How to complete this task → Look through the material below. Return exactly the lines from the one with "Target: truck windshield" through the one with "[locate] the crew", both included.

Dataset extract →
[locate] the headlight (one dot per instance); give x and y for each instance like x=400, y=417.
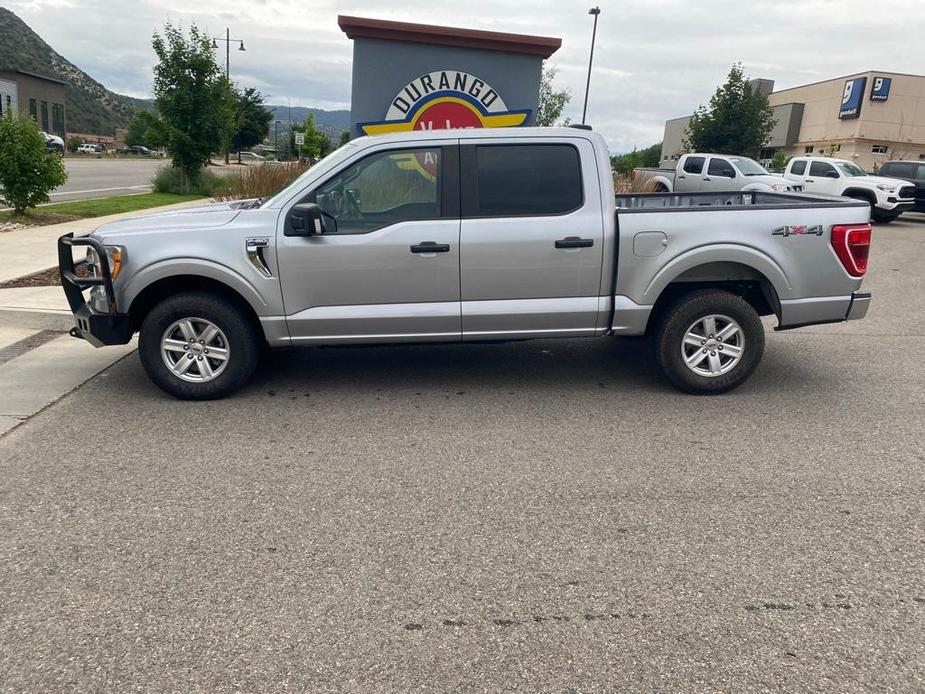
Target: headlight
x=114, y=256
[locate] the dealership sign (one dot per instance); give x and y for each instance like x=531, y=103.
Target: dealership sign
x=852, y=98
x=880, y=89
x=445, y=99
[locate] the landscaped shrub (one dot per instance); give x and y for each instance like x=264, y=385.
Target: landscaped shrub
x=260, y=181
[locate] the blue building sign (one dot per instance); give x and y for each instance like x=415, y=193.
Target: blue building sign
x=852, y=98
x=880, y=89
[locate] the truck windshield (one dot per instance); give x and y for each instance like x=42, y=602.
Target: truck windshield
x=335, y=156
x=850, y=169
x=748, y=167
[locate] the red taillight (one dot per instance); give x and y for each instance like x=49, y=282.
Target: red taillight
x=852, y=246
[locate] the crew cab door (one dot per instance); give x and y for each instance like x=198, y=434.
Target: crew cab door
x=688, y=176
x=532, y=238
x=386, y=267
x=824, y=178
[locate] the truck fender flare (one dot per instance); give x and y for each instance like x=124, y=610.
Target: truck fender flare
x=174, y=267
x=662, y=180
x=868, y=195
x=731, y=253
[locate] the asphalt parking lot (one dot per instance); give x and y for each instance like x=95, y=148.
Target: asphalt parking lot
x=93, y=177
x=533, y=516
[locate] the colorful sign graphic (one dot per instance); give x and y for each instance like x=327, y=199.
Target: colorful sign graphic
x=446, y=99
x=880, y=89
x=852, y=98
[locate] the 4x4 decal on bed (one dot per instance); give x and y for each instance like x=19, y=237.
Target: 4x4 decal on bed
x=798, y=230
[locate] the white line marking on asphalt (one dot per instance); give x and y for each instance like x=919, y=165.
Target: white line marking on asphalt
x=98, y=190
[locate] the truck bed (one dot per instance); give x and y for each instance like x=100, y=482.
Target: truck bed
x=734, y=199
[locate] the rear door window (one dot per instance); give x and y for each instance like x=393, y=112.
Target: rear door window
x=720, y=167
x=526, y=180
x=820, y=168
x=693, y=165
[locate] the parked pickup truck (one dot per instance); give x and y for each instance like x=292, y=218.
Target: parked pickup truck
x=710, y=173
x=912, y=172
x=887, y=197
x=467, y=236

---

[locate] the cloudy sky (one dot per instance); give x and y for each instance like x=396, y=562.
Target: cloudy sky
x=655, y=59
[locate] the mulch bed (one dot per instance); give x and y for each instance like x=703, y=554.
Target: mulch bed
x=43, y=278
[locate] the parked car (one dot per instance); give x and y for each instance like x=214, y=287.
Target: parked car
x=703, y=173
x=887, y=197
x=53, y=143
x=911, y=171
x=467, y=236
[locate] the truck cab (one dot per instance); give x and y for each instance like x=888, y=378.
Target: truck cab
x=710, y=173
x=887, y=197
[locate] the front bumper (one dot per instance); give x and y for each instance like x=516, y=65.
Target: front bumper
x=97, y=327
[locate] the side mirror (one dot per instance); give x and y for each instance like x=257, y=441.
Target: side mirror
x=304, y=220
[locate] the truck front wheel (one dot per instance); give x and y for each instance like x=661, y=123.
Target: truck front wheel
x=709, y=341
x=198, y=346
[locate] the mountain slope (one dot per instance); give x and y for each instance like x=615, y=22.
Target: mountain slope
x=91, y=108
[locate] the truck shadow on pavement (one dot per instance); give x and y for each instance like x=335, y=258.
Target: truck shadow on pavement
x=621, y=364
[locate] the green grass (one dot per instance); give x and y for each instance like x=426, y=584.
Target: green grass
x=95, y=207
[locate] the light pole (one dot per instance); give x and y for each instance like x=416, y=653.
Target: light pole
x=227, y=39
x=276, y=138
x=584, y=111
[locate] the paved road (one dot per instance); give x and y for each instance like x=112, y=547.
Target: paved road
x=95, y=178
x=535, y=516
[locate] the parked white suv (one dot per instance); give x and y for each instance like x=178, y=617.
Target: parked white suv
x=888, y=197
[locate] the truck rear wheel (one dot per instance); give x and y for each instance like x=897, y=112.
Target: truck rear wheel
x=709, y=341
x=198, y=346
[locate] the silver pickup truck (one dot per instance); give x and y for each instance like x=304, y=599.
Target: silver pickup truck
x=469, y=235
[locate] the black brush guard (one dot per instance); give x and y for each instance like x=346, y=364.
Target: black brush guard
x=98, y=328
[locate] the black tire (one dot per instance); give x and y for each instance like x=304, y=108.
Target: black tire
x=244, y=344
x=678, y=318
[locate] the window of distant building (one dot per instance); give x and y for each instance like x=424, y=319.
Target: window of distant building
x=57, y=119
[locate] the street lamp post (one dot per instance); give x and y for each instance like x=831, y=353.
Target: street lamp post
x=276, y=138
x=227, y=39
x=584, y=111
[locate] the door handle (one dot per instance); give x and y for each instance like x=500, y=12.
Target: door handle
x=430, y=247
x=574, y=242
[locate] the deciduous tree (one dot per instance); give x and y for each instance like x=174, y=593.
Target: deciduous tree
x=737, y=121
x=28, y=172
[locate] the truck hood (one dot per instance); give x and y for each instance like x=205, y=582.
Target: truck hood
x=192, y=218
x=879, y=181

Task result →
Target: truck windshield
x=335, y=156
x=850, y=169
x=748, y=167
[locate] the red taillight (one dot per instance); give x and y for each instance like x=49, y=282.
Target: red taillight
x=852, y=246
[locate] the crew cab door (one dot per instance); give x and y for each instance like x=198, y=434.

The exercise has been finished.